Stored data entries
-*-

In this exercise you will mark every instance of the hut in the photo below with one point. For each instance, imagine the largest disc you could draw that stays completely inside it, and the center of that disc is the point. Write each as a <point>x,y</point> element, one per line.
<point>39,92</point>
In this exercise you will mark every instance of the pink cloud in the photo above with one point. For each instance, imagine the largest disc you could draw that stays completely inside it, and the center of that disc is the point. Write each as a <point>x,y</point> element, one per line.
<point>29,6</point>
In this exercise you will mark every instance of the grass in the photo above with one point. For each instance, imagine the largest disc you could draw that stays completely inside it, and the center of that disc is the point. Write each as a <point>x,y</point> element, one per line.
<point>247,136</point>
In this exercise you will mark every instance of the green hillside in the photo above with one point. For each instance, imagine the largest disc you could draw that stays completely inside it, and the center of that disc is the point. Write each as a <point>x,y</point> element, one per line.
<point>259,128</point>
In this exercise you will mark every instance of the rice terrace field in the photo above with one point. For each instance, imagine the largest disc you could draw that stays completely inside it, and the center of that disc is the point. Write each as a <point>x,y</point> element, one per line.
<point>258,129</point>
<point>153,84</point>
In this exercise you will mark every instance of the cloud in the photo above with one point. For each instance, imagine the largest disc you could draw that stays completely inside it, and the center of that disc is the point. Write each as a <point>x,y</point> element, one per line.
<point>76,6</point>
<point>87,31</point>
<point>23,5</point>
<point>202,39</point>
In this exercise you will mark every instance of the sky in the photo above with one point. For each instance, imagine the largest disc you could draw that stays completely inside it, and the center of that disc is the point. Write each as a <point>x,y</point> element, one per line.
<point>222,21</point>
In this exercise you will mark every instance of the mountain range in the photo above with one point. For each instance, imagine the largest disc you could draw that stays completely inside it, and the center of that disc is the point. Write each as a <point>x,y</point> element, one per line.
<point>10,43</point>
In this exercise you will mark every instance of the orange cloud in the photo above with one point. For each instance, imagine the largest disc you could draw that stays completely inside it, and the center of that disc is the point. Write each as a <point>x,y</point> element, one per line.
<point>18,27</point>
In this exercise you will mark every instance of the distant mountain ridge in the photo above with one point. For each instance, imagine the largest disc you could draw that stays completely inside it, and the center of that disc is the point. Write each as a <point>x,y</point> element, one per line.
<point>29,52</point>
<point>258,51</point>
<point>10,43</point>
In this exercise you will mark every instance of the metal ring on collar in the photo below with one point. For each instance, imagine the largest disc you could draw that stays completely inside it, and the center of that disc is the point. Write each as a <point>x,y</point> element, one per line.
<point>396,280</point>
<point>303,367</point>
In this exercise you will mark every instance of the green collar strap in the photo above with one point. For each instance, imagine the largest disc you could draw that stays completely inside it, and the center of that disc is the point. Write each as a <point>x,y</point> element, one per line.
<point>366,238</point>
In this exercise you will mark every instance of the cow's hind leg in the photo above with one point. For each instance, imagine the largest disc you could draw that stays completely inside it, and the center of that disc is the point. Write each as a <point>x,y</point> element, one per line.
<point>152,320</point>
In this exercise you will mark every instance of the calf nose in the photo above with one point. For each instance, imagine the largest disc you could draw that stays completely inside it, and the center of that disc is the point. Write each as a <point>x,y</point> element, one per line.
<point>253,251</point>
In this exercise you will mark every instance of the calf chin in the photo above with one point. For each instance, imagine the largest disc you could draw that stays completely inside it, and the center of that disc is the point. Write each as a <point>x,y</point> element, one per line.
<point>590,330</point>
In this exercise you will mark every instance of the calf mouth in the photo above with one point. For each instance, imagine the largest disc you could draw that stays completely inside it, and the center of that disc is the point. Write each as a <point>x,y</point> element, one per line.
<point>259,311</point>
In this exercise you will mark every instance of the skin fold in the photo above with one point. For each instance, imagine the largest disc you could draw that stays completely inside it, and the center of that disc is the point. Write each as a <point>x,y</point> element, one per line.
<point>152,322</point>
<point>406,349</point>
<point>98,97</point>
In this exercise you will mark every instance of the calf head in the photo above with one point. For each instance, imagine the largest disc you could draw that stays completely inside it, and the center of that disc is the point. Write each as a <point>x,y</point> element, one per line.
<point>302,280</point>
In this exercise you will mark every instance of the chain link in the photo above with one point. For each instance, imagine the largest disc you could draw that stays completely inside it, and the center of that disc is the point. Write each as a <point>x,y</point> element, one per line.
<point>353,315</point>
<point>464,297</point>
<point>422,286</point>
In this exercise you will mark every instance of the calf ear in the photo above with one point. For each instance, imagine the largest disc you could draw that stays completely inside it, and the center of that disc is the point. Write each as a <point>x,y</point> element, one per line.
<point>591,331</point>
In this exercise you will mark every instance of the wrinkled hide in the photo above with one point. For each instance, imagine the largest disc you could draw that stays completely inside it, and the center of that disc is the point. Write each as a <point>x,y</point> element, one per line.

-*-

- **THE TASK**: I would like you to return every entry exactly, with nothing changed.

- **WRITTEN SOLUTION**:
In this exercise you will mark every instance of the hut in the photo below with one point. For each instance, imagine the largest disc you could draw that stays completely inside it, and the center of that disc is the point. Write each as a <point>x,y</point> element, one per line.
<point>39,92</point>
In this exercise you will mark every instance of the pink cloud in the photo above with one point. For each instance, imagine the largest disc you could draw that stays completely inside it, and the center of that disc is the point. Write each as a <point>x,y</point> element, one per line.
<point>29,6</point>
In this exercise you will mark every instance of the grass in the photo above with one point. For each instance, imagine the largest disc you could draw that stays completely inside it, and the center of that disc is the point. Write each as a <point>x,y</point> element, one per line.
<point>247,136</point>
In this exercise you will mark every instance of the green hillside in the photo above with one point. For each instance, imagine the largest disc you could draw that stays completely inside it, and the center of that disc is the point. Write each as a <point>x,y</point> element, one per line.
<point>259,128</point>
In this exercise you will mark every instance of the rice terrace field in the photo above with one point. For each instance, imagine the largest disc you could draw that stays completely inside it, and the center of that disc is the point. Write each as a <point>x,y</point> element, one per line.
<point>258,129</point>
<point>153,84</point>
In this exercise you will mark every instance of the cloud in the photo above with one point. For each instance, imagine the largest disc you could draw that stays completely inside it, and the center of that disc is the point. Write each as a <point>x,y</point> element, one per line.
<point>76,6</point>
<point>87,31</point>
<point>23,5</point>
<point>202,39</point>
In this exercise you will mark every instance of the sky in the photo above with one point. For each instance, imagine the largest disc you could draw that stays completely inside it, and the center of that disc is the point. Write each as a <point>x,y</point> element, one per line.
<point>222,21</point>
In this exercise you will mark every instance of the mountain range in the photo above with one point. For each instance, imagine the largest disc you could draw that stays completely inside it, and the center of that disc is the point. Write each as a <point>x,y</point> element, one per line.
<point>10,43</point>
In this exercise you will mark every instance of the orange cloud in the photo above with one point. For each instance, imagine the largest disc you could draw that stays completely inside it, and the center of that disc is the point. Write each as a <point>x,y</point> element, one per line.
<point>18,27</point>
In this exercise you will mark every instance of the distant mountain ridge in the photo above with one point. For each instance, imagine the largest disc you could draw that stays completely inside it, and the center of that disc is the point. Write each as a <point>x,y</point> element, one per line.
<point>29,52</point>
<point>258,51</point>
<point>10,43</point>
In this exercise you will mark every instance of the metal ring on collar in the photo below with one point. For each instance, imagine the largest disc you could draw that stays completely inside it, and the center of that disc is the point. Write each as a <point>x,y</point> element, one per line.
<point>396,280</point>
<point>303,367</point>
In this exercise you will mark every instance of the green collar strap in the photo above with one point. For each instance, imagine the largest disc you could draw that stays completely inside it, and the center of that disc is the point. Write each as a <point>x,y</point> element, one per line.
<point>366,238</point>
In this exercise you will mark every instance of the cow's hind leg in the photo above with one point. For each instance, imagine the largest disc you could draw that stays completely inside it, and the center of that disc is the point. Write each as a <point>x,y</point> element, one per line.
<point>152,320</point>
In this exercise you will mark every instance of the calf nose in the photo above with one point. For each instance, imagine the largest disc you could draw that stays completely inside it, and the center of that disc is the point. Write each as a <point>x,y</point> element, one per line.
<point>253,251</point>
In this exercise you will mark every instance of the calf chin in the photo above with one point. For each instance, imagine the largest disc you could draw that stays completely inside it, and the center of that disc is the point. Write each as a <point>x,y</point> element, one per line.
<point>590,330</point>
In this exercise you will mark every instance of the calf mouth in the photo above with one point. For each instance, imagine the largest disc you could draw that stays completely inside it, and the center of that disc is the point. Write each as a <point>x,y</point> element, one per line.
<point>259,311</point>
In this exercise you will mark every instance of the skin fold in the photo above with one point. For each instance, imagine the largest disc you could draw that stays completely inside it, and the center of that disc is the point. Write each as a <point>x,y</point> element, one per line.
<point>152,322</point>
<point>406,349</point>
<point>98,97</point>
In this exercise you will mark every instance of the calf head in the photo above with one point. For each instance, imagine the largest disc you could draw that stays completely inside it, and the center of that disc is the point. Write each as a <point>x,y</point> element, one per line.
<point>302,280</point>
In this exercise you will mark every instance of the chain link in the photo above with one point. For each instance, imagine the largest disc you could draw that stays completely inside it, and the center of that disc is the point. Write each as a <point>x,y</point> element, one per line.
<point>353,315</point>
<point>464,297</point>
<point>422,286</point>
In this exercise you will mark every instance of the calf ear in the photo above with one point. For each instance, imagine the largest disc you could draw that stays completely inside it, and the center of that disc is the point. Write each as a <point>x,y</point> element, one per line.
<point>591,331</point>
In this exercise you will mark every instance of the wrinkled hide in the photo above with one point. For each instance, imagine the largest disc you could draw that stays completely inside it, and the center of that disc is the point. Write each as a <point>x,y</point> element, one per line.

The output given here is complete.